==== Data supplied ====

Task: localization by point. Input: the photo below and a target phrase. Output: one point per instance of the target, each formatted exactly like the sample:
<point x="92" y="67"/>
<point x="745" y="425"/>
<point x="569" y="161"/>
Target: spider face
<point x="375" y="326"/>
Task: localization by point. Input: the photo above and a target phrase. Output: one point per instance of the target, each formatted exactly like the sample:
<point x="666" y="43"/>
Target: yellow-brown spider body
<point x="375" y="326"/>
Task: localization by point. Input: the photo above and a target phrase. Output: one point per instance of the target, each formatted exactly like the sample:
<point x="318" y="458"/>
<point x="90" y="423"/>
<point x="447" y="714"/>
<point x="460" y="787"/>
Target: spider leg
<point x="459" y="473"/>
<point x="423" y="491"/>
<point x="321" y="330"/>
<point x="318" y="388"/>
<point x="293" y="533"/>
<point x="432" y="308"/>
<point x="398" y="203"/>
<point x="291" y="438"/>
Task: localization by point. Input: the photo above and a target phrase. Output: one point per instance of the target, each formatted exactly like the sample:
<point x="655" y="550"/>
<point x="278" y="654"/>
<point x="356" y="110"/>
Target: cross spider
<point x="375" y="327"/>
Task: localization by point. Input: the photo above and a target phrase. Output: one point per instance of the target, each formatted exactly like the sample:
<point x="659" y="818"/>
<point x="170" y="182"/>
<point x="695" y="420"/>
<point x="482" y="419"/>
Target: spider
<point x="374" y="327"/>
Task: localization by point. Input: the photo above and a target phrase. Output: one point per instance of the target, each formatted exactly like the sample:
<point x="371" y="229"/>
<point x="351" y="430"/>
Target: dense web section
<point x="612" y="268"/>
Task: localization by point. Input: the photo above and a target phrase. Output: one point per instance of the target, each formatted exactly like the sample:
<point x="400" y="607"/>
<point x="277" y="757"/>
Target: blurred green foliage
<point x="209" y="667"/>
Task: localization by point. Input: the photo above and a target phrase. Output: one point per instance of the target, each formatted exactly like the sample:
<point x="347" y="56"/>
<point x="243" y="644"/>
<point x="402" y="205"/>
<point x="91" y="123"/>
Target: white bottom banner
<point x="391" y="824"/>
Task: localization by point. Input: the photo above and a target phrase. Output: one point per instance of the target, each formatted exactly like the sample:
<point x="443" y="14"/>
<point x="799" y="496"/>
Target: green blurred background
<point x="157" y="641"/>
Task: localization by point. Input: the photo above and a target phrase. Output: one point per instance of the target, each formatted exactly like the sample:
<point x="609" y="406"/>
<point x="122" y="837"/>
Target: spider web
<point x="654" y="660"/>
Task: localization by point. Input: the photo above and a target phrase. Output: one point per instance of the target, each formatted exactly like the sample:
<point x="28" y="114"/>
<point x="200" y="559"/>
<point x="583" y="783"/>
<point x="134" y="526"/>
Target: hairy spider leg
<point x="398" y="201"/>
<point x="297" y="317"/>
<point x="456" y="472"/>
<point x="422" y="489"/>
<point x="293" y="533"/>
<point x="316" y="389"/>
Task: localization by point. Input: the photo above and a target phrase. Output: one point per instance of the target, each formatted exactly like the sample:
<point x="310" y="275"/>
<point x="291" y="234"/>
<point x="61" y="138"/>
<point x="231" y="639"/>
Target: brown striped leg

====

» Job
Each line of the material above must be retyped precisely.

» Output for this task
Task: localization by point. Input: the photo below and a target phrase. Output: one point per instance of the target, each formatted exactly like the sample:
<point x="92" y="67"/>
<point x="745" y="425"/>
<point x="569" y="161"/>
Target: spider face
<point x="375" y="326"/>
Task: localization by point. Input: the photo above and a target phrase. Output: one point per instance of the target, each formatted exactly like the sample:
<point x="666" y="43"/>
Target: yellow-brown spider body
<point x="375" y="326"/>
Task: localization by point. Input: the photo above and a target phrase. Output: one point per instance of the target, each formatted exactly like the sample:
<point x="318" y="458"/>
<point x="90" y="423"/>
<point x="447" y="714"/>
<point x="460" y="787"/>
Target: spider leg
<point x="459" y="473"/>
<point x="423" y="491"/>
<point x="321" y="330"/>
<point x="318" y="388"/>
<point x="293" y="533"/>
<point x="432" y="308"/>
<point x="398" y="203"/>
<point x="291" y="438"/>
Task: localization by point. Input: the photo above and a target phrase. Output: one point per instance of the target, each formatted exactly like the sample:
<point x="655" y="550"/>
<point x="278" y="654"/>
<point x="356" y="110"/>
Target: cross spider
<point x="375" y="327"/>
Task: localization by point. Input: the photo above and a target phrase. Output: one point per instance of the target, each formatted exactly like the sample:
<point x="659" y="818"/>
<point x="170" y="182"/>
<point x="695" y="420"/>
<point x="482" y="419"/>
Target: spider
<point x="374" y="327"/>
Task: localization by point. Input: the photo above and a target phrase. Output: one point per instance of the target, each formatted exactly like the sample:
<point x="371" y="229"/>
<point x="351" y="430"/>
Target: dense web section
<point x="612" y="268"/>
Task: localization by point. Input: the photo above and a target phrase. Output: one point per instance of the target, each formatted exactly like the sample:
<point x="400" y="607"/>
<point x="277" y="757"/>
Target: blurred green foliage
<point x="209" y="667"/>
Task: localization by point. Input: the photo above and a target phrase. Output: one point per instance of the target, each formatted exactly like the sample:
<point x="347" y="56"/>
<point x="243" y="644"/>
<point x="402" y="205"/>
<point x="91" y="123"/>
Target: white bottom banner
<point x="391" y="824"/>
Task: localization by point. Input: the photo above and a target phrase. Output: one point per instance of the target, each formatted exactly like the sample:
<point x="443" y="14"/>
<point x="799" y="496"/>
Target: green blurred background
<point x="157" y="641"/>
Task: localization by point. Input: the photo above and a target phrase. Output: one point per instance of the target, each formatted exactly like the sample:
<point x="609" y="406"/>
<point x="122" y="837"/>
Target: spider web
<point x="654" y="660"/>
Task: localization by point. Input: the photo above and a target phrase. Output: one point per instance of the target, each formatted exactly like the sample:
<point x="28" y="114"/>
<point x="200" y="559"/>
<point x="583" y="783"/>
<point x="134" y="526"/>
Target: hairy spider leg
<point x="398" y="201"/>
<point x="297" y="317"/>
<point x="456" y="472"/>
<point x="422" y="489"/>
<point x="293" y="533"/>
<point x="316" y="389"/>
Task: localization by point. Input: the photo above and a target phrase. Output: one point per instance of the target, each formatted exactly like the sample:
<point x="310" y="275"/>
<point x="291" y="234"/>
<point x="61" y="138"/>
<point x="231" y="639"/>
Target: brown striped leg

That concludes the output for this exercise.